Text extract:
□ □ □ □ □ □ □

Thursday, 6 February 2014

Porridge in a pot.....

Well that's what the pot in question looks as if it should be used for anyway.   But in fact it has ended up with something quite different inside it....

Followers of this blog will perhaps remember the name Norman Randall.   I've mentioned him more than once in the past because he made the carcasses of several of my dolls houses, leaving them, for the most part, for me to finish.

His wife Sheila was a colleague of mine at work and when Norman was due to retire she was bemoaning the fact that he really didn't know what he was going to do with himself.   I asked whether he enjoyed woodworking and lo!   A dolls house maker was born.   

And some time later so was a miniature knitter - Sheila produced the most amazing baby clothes and dresses for little girls.   

Norman was responsible for three of my best houses - the Dutch House, already familiar to blog followers from some very early posts but here to be seen again encased in solitary splendour in its temporary home in the Bavorov Museum, before Small Worlds opened to the public...

As with the Japanese house, he built this one from plans and handed me the unfinished carcass, which I then decorated inside and out.   The Japanese house was a delight to work on - I had to do a lot of research on how the Japanese live in their homes before I touched the house at all.   It will feature in another blog post once I am back in Bavorov, but here is a glimpse of the outside.   Sadly, the roof is suffering badly from being lifted off several times a day to show visitors the inside.   I shall have to think of some way round that next season.

□ □ □ □ □ □ □

Working data:
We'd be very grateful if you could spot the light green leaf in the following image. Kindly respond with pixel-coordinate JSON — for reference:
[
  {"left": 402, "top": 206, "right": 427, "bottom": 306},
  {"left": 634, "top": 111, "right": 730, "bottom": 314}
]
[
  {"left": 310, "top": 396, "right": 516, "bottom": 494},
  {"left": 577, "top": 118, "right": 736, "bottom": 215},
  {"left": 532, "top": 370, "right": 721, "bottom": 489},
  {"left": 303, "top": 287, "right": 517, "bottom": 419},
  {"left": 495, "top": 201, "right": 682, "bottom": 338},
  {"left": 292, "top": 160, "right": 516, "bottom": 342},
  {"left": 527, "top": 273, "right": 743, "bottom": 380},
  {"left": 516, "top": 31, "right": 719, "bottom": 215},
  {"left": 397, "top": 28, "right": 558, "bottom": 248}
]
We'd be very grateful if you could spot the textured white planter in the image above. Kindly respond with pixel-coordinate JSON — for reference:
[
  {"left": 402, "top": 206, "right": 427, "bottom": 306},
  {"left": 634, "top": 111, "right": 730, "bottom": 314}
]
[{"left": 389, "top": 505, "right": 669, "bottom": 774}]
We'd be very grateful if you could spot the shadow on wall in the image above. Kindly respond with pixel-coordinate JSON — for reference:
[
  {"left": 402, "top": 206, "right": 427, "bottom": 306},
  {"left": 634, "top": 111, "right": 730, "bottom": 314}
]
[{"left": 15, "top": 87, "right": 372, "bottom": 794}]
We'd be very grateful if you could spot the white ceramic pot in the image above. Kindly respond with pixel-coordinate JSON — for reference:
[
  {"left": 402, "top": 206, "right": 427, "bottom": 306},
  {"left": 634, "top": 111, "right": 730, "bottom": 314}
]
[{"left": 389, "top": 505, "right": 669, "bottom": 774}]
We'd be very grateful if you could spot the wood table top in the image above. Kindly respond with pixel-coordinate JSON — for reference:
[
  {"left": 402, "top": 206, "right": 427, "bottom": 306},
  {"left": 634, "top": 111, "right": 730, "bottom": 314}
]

□ □ □ □ □ □ □

Problems:
**a)** Pick out every line in the rows that contains the word "above".
**b)** Carry on the dolls house blog post from the point where it ends.

Solved problems:
**a)**
We'd be very grateful if you could spot the textured white planter in the image above. Kindly respond with pixel-coordinate JSON — for reference:
We'd be very grateful if you could spot the shadow on wall in the image above. Kindly respond with pixel-coordinate JSON — for reference:
We'd be very grateful if you could spot the white ceramic pot in the image above. Kindly respond with pixel-coordinate JSON — for reference:
We'd be very grateful if you could spot the wood table top in the image above. Kindly respond with pixel-coordinate JSON — for reference:

**b)**
All this was so many years ago that I can no longer remember which came first of the three - it might well have been the Cape Cod,  again built from plans, which I took over originally from Norman completely decorated. It had however suffered quite badly during storage in the garage and moth had got into the carpets so last year it underwent a complete renovation, thanks to butterfly who has chosen it as the house she would most like to live in.   You will find full details of her work - still to be finished this year - part way through the blogpost on the above link.

But again - here's a glimpse....

Work on the siding on the roof has since been completed but the house is still bathroomless, awaiting the return of butterfly to Bavorov in the spring.

What, you may well ask, has all this got to do with porridge in a pot?   Well, once Norman and Sheila got into miniatures they joined, along with me, a group called The Herts Miniaturists.   We met monthly and made things together and one day Norman was moved to create a room in an unusual container - yes indeed, a big black saucepan.   I can't remember now whether this is what triggered the idea of rooms set in unusual containers, so that all of us in the group then set about making something, or whether someone had the idea, set it as an in-group competition, and Norman then did as he was told!

I do know, however, that Norman sent photos of his room-in-a-saucepan to a dolls house magazine, which then triggered a nationwide competition, with many of our makings, including of course the saucepan, being featured over several months.   So here it is at last - sitting on my bookshelf across the room, waiting to take its place, along with his other creations, in Small Worlds - thank you Sheila!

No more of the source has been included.